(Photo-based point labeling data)
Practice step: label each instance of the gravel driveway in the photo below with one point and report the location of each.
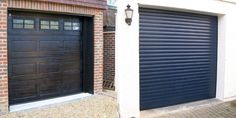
(97, 106)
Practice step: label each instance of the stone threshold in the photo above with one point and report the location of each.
(42, 103)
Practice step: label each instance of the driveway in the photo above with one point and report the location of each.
(218, 110)
(97, 106)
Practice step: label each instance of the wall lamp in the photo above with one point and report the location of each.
(129, 15)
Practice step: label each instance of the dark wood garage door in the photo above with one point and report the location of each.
(178, 56)
(44, 56)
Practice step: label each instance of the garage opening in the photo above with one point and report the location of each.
(50, 55)
(178, 57)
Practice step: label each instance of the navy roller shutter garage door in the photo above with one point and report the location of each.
(44, 56)
(178, 55)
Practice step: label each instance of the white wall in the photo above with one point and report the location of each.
(127, 48)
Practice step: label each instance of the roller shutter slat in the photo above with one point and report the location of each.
(177, 57)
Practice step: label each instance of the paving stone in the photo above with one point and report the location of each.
(97, 106)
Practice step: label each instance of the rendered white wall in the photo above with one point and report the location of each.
(127, 61)
(127, 47)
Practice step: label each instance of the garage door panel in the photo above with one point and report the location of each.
(50, 46)
(49, 67)
(23, 89)
(24, 46)
(177, 57)
(41, 61)
(71, 45)
(23, 69)
(16, 55)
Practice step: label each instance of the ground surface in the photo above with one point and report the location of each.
(97, 106)
(221, 110)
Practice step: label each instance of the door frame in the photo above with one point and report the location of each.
(87, 48)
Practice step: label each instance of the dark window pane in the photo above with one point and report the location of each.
(76, 26)
(54, 25)
(67, 25)
(29, 24)
(18, 23)
(44, 24)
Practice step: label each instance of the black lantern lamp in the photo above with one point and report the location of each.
(129, 15)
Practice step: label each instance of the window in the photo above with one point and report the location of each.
(23, 24)
(71, 26)
(47, 24)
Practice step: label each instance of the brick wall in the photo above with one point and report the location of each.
(109, 55)
(3, 57)
(48, 7)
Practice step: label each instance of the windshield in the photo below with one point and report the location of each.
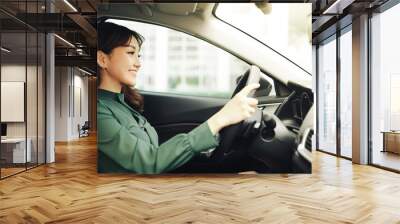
(286, 28)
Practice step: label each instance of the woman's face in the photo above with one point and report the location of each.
(123, 62)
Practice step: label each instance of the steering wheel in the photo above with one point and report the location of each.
(229, 133)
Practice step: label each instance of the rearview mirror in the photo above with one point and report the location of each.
(264, 89)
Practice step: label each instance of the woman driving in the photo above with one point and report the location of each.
(126, 141)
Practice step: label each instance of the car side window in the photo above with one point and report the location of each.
(175, 62)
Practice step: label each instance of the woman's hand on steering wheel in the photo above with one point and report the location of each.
(239, 108)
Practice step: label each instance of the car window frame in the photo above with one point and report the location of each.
(281, 89)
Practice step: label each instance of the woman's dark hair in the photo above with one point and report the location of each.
(110, 36)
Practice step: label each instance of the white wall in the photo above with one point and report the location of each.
(67, 115)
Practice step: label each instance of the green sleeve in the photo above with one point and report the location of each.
(140, 156)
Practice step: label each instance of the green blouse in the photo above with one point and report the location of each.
(128, 143)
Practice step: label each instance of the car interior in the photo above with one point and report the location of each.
(276, 139)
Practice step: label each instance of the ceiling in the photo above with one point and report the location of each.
(76, 22)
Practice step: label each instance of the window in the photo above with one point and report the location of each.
(184, 64)
(385, 87)
(285, 28)
(346, 93)
(327, 95)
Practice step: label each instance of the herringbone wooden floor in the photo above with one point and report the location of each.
(70, 191)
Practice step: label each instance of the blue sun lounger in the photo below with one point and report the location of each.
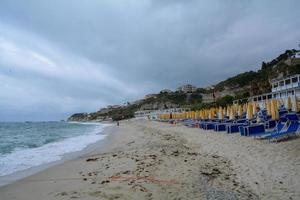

→ **Directions for this task**
List each line in the records that contains the word "roller".

→ **Exercise answer**
Practice step: label each instance of the navy roller shutter garage door in the photo above with one point and report the location of each.
Practice step: label each instance of the roller shutter slat in the photo above with one point and report the location of each.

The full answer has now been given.